> **WHAT YOU WILL DO**
Find every line in the records below that contains the word "kitchen" and copy each one in full. Only exact-case matches count.

> **DATA FOR THE TASK**
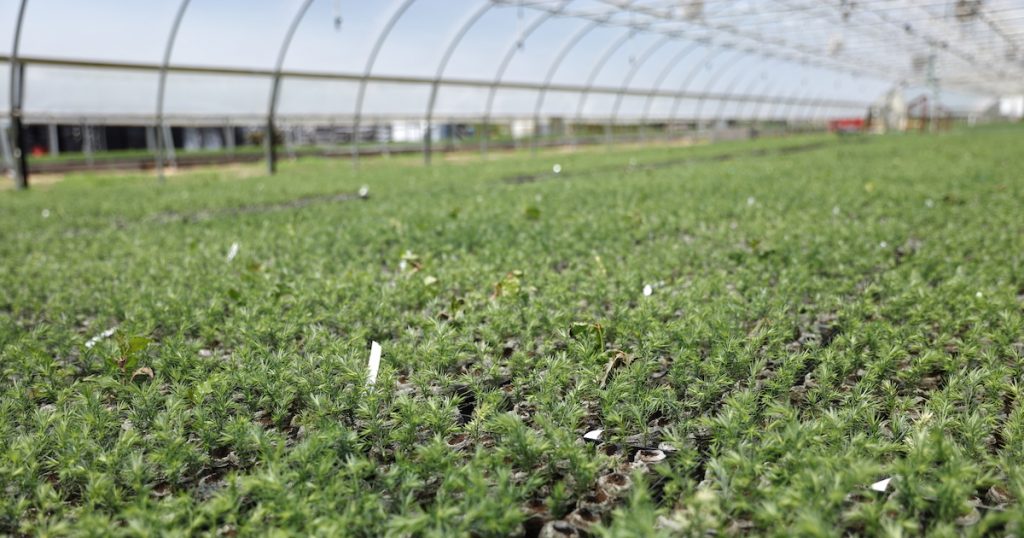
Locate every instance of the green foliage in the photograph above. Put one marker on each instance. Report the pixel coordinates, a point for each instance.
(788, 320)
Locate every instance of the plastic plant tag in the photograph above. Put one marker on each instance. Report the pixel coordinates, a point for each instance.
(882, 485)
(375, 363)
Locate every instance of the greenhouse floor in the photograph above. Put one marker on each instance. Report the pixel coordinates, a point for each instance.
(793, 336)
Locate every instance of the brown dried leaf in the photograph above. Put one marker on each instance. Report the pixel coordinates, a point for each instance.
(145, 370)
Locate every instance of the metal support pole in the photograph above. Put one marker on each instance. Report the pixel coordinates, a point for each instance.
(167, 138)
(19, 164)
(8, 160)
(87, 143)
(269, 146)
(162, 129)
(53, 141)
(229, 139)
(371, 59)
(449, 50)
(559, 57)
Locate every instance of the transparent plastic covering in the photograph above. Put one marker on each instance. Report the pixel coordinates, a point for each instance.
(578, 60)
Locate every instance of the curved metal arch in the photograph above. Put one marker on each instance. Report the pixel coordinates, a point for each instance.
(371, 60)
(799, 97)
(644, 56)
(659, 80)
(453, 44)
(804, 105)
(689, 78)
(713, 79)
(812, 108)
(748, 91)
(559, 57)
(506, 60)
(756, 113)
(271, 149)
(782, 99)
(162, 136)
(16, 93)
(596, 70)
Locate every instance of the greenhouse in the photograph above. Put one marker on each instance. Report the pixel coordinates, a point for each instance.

...

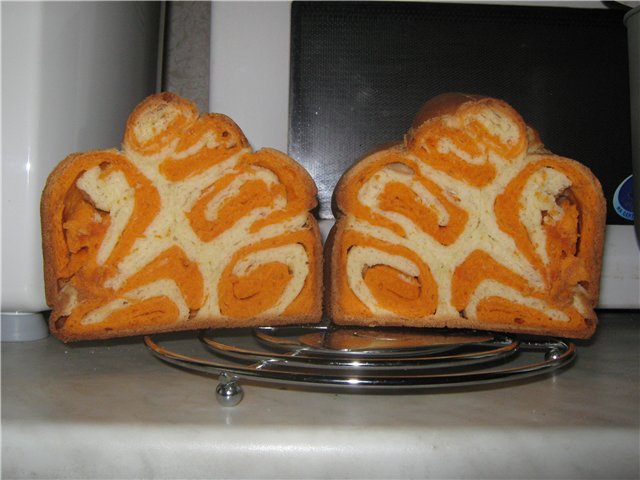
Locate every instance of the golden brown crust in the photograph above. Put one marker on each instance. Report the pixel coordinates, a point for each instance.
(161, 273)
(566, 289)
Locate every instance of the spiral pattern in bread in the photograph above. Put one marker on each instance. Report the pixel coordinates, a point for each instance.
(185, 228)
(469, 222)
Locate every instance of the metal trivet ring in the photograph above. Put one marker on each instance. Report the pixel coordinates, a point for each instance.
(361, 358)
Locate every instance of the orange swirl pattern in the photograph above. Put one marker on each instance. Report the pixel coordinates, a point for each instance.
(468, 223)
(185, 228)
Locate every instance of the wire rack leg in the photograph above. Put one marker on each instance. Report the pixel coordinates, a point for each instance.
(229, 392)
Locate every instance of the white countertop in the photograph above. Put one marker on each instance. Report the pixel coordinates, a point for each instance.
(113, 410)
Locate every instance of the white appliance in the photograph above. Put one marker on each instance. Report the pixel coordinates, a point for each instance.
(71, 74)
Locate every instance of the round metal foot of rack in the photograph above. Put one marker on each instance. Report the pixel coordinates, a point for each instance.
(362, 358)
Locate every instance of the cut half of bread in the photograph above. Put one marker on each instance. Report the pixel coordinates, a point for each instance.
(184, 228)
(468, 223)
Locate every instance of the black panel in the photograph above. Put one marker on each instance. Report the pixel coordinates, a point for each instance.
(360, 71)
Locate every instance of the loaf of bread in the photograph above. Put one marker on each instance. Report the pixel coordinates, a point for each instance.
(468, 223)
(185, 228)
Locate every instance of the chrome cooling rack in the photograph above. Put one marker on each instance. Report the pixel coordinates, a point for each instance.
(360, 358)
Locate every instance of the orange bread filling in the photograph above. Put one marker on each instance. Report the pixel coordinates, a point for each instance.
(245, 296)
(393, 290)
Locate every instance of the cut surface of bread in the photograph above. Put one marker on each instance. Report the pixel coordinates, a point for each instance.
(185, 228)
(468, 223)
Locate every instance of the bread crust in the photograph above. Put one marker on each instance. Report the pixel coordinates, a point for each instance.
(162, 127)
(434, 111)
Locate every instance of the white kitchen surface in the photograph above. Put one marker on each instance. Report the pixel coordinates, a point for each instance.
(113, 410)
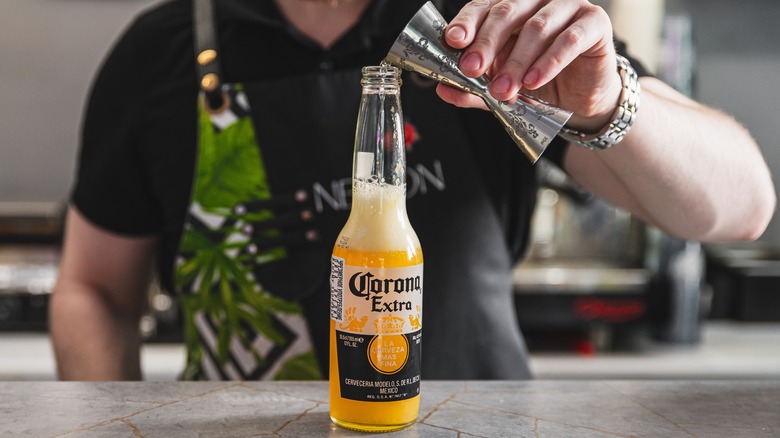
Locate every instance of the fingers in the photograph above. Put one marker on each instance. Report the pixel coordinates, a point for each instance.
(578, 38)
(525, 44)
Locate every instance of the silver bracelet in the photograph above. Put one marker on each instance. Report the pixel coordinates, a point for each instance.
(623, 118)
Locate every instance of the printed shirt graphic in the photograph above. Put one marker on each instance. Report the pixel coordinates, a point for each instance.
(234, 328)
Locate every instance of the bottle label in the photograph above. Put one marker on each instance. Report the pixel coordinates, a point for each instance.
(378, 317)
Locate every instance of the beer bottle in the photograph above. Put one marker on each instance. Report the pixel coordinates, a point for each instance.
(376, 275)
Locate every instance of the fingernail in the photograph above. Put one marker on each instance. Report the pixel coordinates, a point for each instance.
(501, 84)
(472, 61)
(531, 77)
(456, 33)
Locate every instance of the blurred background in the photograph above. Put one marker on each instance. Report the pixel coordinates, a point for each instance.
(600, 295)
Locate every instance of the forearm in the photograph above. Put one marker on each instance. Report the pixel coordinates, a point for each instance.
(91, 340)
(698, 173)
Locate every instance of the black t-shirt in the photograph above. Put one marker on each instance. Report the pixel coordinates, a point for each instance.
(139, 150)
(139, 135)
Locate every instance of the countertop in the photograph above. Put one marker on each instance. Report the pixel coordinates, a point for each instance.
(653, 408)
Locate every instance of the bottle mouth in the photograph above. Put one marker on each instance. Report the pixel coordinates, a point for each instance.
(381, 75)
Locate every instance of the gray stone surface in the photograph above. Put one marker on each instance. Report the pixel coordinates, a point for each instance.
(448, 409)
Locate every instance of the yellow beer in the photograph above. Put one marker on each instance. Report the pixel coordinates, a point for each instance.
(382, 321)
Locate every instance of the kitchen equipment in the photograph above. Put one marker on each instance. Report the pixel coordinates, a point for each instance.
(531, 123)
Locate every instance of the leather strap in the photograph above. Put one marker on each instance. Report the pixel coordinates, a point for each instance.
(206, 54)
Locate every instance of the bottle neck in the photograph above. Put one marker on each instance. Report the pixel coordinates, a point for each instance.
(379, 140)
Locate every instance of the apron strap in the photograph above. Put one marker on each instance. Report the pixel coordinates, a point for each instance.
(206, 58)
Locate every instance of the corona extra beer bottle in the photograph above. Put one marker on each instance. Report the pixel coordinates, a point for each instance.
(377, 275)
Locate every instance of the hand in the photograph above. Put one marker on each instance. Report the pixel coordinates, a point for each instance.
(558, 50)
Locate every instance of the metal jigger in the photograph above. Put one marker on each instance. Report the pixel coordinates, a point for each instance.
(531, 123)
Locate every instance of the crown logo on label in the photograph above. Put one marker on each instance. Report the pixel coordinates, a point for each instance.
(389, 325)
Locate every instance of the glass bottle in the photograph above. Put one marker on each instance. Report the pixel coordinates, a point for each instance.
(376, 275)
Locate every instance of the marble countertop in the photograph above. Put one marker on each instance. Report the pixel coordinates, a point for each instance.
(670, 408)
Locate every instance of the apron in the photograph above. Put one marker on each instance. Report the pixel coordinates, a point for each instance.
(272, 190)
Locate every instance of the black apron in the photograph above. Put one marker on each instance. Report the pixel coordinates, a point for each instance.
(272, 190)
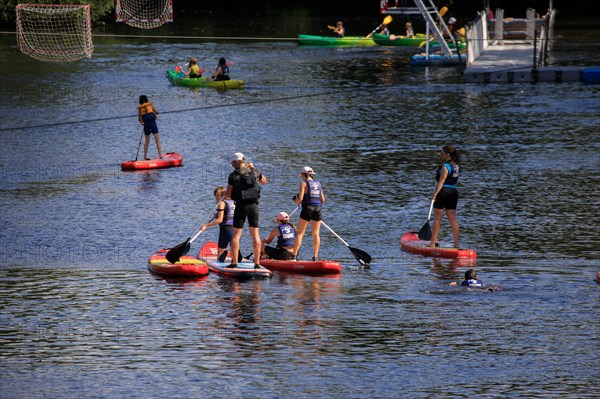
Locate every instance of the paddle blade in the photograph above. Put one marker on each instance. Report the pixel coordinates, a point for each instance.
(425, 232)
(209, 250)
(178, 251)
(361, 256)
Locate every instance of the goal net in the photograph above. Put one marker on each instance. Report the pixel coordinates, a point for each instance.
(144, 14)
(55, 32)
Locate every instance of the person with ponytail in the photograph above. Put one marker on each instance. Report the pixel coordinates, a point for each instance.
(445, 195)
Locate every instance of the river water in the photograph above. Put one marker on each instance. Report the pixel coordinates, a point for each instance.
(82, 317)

* * *

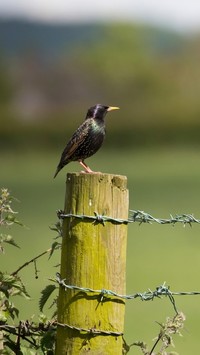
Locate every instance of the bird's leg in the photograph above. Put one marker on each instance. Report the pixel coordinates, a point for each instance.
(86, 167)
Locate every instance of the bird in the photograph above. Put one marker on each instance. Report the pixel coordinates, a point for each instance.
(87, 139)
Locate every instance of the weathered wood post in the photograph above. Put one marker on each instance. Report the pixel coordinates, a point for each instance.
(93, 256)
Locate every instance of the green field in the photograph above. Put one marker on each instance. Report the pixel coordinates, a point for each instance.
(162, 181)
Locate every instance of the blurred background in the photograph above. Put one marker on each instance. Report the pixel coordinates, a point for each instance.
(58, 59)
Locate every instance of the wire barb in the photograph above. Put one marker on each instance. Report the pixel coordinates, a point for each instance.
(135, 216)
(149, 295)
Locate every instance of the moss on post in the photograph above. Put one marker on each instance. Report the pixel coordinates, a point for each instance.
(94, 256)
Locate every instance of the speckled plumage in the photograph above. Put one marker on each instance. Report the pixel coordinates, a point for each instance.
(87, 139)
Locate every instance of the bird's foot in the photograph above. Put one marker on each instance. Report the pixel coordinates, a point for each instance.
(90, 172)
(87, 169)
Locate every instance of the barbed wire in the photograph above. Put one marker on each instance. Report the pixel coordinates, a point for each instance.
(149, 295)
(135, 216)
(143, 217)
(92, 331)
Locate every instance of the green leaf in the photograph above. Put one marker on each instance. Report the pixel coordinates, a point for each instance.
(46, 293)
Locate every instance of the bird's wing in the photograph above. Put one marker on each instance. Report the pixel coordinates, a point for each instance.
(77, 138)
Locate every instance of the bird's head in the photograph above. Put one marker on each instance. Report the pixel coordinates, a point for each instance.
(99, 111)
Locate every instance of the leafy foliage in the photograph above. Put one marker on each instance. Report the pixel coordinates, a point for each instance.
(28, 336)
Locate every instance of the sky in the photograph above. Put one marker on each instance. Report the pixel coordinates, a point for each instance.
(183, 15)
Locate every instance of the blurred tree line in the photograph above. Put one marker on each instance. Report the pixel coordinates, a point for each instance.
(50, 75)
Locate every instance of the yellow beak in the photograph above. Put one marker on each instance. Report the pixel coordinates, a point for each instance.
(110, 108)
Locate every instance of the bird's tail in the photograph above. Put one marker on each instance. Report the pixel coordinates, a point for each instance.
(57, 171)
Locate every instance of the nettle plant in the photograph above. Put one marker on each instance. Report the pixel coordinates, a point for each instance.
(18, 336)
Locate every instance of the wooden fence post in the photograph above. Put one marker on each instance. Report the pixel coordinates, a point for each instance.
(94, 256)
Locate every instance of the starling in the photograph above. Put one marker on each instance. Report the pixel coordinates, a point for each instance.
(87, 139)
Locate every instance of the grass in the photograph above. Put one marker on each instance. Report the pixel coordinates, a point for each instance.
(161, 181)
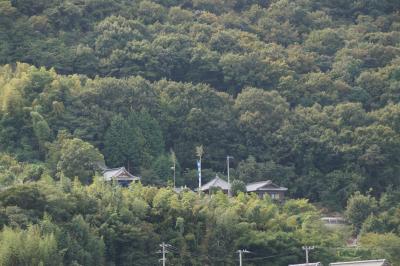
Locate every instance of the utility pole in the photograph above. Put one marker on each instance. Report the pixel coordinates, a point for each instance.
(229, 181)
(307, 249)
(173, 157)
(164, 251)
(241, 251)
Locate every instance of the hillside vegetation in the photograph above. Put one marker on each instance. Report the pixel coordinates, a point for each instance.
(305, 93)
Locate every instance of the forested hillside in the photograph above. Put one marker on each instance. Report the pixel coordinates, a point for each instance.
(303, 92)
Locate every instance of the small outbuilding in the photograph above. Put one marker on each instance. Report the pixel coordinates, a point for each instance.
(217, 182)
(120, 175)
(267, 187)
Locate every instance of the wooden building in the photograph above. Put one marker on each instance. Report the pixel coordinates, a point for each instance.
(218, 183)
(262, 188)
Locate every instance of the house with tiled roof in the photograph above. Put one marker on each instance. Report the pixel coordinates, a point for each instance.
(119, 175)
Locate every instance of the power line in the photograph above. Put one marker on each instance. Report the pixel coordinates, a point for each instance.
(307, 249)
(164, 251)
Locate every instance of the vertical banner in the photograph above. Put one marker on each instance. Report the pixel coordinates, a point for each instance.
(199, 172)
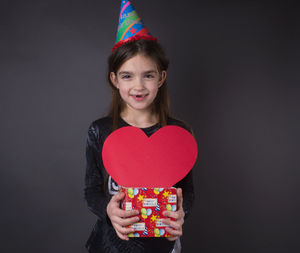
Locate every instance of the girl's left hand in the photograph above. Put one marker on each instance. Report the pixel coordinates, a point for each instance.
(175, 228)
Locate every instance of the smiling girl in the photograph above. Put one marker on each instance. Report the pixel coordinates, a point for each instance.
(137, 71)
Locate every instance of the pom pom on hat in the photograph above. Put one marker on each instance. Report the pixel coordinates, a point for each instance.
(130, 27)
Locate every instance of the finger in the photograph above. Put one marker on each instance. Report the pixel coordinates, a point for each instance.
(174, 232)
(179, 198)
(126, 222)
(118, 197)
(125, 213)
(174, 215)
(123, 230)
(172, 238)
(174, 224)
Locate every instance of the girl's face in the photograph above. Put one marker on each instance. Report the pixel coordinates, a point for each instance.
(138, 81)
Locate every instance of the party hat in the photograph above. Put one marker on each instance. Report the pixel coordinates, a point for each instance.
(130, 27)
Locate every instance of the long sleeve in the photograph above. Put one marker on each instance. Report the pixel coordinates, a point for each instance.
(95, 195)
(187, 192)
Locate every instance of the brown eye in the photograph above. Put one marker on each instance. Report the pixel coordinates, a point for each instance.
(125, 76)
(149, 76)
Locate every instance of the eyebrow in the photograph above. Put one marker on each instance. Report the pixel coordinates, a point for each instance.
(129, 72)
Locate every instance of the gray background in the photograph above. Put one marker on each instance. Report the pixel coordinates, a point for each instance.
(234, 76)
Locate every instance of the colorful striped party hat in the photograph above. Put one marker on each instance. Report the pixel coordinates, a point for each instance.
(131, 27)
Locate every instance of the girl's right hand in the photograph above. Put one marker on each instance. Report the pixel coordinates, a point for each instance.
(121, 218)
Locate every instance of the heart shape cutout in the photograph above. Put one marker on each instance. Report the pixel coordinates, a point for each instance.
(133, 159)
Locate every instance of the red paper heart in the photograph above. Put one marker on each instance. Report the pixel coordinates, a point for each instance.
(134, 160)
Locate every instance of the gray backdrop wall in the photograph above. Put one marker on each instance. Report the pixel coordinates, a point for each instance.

> **FINAL RESULT**
Locate every instance of the white kitchen surface in the photograph above. Put one marker on each instance. Report the pixel coordinates, a point for each instance.
Locate every instance of the kitchen equipment in the photograph above. Put one marker on each instance. Report the pixel coordinates, a point for each instance.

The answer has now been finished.